** BEGIN **
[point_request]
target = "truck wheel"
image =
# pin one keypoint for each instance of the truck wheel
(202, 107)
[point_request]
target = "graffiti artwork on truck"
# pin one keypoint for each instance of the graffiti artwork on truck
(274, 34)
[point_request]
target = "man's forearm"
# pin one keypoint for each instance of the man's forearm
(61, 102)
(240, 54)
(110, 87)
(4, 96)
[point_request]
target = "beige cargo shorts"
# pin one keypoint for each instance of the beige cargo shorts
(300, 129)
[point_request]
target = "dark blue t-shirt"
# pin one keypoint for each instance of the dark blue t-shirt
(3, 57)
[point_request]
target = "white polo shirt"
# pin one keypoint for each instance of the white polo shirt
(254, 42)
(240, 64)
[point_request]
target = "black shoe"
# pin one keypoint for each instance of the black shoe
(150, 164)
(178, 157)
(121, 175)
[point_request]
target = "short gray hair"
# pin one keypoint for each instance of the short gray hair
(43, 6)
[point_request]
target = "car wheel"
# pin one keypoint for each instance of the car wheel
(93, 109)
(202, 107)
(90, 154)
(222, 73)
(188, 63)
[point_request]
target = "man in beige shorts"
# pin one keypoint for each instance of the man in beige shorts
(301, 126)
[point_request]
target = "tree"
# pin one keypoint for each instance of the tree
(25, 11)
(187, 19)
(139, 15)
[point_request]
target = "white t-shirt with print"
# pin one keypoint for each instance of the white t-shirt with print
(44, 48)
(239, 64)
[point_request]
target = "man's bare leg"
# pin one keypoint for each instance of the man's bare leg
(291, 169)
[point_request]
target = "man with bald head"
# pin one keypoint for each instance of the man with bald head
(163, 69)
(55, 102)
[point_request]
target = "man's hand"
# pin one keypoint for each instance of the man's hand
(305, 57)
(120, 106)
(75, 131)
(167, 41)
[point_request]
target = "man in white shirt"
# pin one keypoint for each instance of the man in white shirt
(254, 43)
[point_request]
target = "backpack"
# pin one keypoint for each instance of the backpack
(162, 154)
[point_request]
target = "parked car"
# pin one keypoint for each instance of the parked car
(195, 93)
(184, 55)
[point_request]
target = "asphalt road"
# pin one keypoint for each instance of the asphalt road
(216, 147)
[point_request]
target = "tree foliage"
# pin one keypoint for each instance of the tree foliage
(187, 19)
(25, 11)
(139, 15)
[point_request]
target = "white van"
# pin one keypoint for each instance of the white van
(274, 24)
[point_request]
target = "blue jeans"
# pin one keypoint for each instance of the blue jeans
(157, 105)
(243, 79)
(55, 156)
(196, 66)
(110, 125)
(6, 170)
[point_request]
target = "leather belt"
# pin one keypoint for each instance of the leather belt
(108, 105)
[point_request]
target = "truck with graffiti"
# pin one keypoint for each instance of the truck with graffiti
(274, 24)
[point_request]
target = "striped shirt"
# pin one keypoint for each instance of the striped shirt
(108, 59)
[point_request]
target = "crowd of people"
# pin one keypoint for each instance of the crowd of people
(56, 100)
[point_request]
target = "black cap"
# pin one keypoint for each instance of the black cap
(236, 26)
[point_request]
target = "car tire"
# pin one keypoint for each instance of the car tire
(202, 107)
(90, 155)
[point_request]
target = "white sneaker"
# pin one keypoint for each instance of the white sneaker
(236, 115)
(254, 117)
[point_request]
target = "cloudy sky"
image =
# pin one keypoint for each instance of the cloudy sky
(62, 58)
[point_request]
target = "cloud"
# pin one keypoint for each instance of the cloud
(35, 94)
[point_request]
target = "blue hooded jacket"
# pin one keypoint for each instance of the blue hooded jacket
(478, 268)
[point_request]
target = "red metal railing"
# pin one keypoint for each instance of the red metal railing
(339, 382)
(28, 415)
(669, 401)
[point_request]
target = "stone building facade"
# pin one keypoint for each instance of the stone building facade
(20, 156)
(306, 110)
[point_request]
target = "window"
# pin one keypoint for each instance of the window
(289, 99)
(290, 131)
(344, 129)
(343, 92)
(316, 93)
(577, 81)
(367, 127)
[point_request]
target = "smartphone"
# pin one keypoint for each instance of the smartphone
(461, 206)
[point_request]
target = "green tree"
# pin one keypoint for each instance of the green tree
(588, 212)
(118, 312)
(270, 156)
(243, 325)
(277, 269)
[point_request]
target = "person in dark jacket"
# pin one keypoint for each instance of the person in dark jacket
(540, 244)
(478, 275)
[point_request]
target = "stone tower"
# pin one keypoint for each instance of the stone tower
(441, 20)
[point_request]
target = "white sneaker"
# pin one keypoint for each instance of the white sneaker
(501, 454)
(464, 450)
** END **
WORK TO COMPLETE
Recopy all the lines exactly as they appear.

FULL ANSWER
[point_request]
target = "truck wheel"
image =
# pin one keypoint for each instance of the truck wheel
(202, 107)
[point_request]
target = "graffiti artwork on truck"
# pin one keypoint for each instance of the graffiti artwork on truck
(274, 34)
[point_request]
target = "man's forearm"
# pin one keypoint for each instance of the man's forearm
(61, 102)
(240, 54)
(110, 87)
(4, 96)
[point_request]
target = "beige cargo shorts"
# pin one keypoint for each instance of the beige cargo shorts
(300, 129)
[point_request]
target = "dark blue t-shirt"
# pin one keypoint for each instance of the dark blue t-shirt
(3, 57)
[point_request]
target = "white polo shirt"
# pin one keypoint for each instance of the white polo shirt
(254, 42)
(240, 64)
[point_request]
target = "black shoe"
# pin one keypoint for each instance of the black shoe
(150, 164)
(178, 157)
(121, 175)
[point_request]
target = "short gray hair"
# pin one keypoint for each instance of the short gray hair
(43, 6)
[point_request]
target = "car wheel"
# pin one keypoint for each instance of the car wheel
(93, 109)
(202, 107)
(90, 154)
(222, 73)
(188, 63)
[point_request]
target = "man in beige shorts"
# pin one keypoint for each instance of the man in beige shorts
(301, 126)
[point_request]
target = "tree"
# pin one keypoint for each instance of the tree
(25, 11)
(187, 19)
(139, 15)
[point_request]
target = "white t-shirt with print"
# pin one keypoint for each instance of the white t-shirt with print
(44, 48)
(239, 64)
[point_request]
target = "man's bare leg"
# pin one keypoint for each instance of the man's bare leg
(291, 169)
[point_request]
target = "man with bald head"
# pin one keypoint for each instance of the man with bald head
(163, 69)
(55, 102)
[point_request]
target = "man's hand"
# pin one keypoint for each instance of the man's hand
(305, 57)
(120, 106)
(75, 131)
(167, 41)
[point_request]
target = "man in white shirt"
# pin one keypoint for each instance of the man in white shirt
(254, 43)
[point_request]
target = "backpack"
# pin one keypoint for each instance of the backpack
(162, 154)
[point_request]
target = "parked car"
# pin one keypoint for each instance of the parked car
(195, 93)
(184, 55)
[point_request]
target = "asphalt road"
# pin one keypoint for each instance of the asphalt road
(216, 147)
[point_request]
target = "tree foliage"
# pin one keypoint for each instance of the tree foliage
(187, 19)
(25, 11)
(139, 15)
[point_request]
target = "white van"
# pin one keypoint for each instance of the white van
(274, 24)
[point_request]
target = "blue jeans"
# pin one keypoint for each instance of the blue jeans
(157, 105)
(243, 79)
(55, 156)
(196, 66)
(110, 125)
(6, 170)
[point_request]
target = "leather belt"
# pin one keypoint for each instance of the leather belt
(108, 105)
[point_request]
target = "truck with graffiti"
# pin one keypoint for each instance of the truck with graffiti
(274, 24)
[point_request]
target = "striped shirt"
# pin one keypoint for each instance of the striped shirt
(108, 59)
[point_request]
target = "crowd of people"
# pin one keypoint for each instance of the crowd of people
(56, 100)
[point_request]
target = "black cap"
# pin one keypoint for each instance of the black cap
(236, 26)
[point_request]
target = "car tire"
# pin one keypoint for each instance of the car tire
(202, 107)
(90, 155)
[point_request]
target = "white sneaker"
# pin one keypoint for each instance of the white sneaker
(236, 115)
(254, 117)
[point_request]
target = "cloudy sky"
image =
# pin one keypoint for each instance of the cloudy sky
(62, 58)
[point_request]
target = "cloud"
# pin one keypoint for each instance of the cloud
(35, 94)
[point_request]
target = "blue hooded jacket"
# pin one keypoint for each instance of the blue hooded jacket
(478, 268)
[point_request]
target = "red metal railing"
# pin one keypoint for each instance of the red metal railing
(339, 382)
(28, 415)
(669, 401)
[point_request]
target = "stone building facade"
# pin one keypoint for each instance of the stone building facade
(20, 156)
(306, 110)
[point_request]
target = "window"
# pin one keypoint for each instance of the window
(289, 99)
(290, 131)
(344, 129)
(343, 92)
(316, 93)
(577, 81)
(367, 127)
[point_request]
target = "smartphone"
# pin one keypoint for each instance of the smartphone
(461, 206)
[point_request]
target = "green tree"
# pin one keypoint for each instance of the green tree
(588, 212)
(118, 312)
(270, 156)
(243, 325)
(277, 269)
[point_request]
target = "person in dark jacket"
# pin one keypoint for each instance of the person in dark jacket
(540, 244)
(478, 275)
[point_request]
target = "stone tower"
# pin one keypoint for each instance of the stone tower
(441, 20)
[point_request]
target = "white sneaker"
# pin one keypoint for each instance of the white sneaker
(501, 454)
(464, 450)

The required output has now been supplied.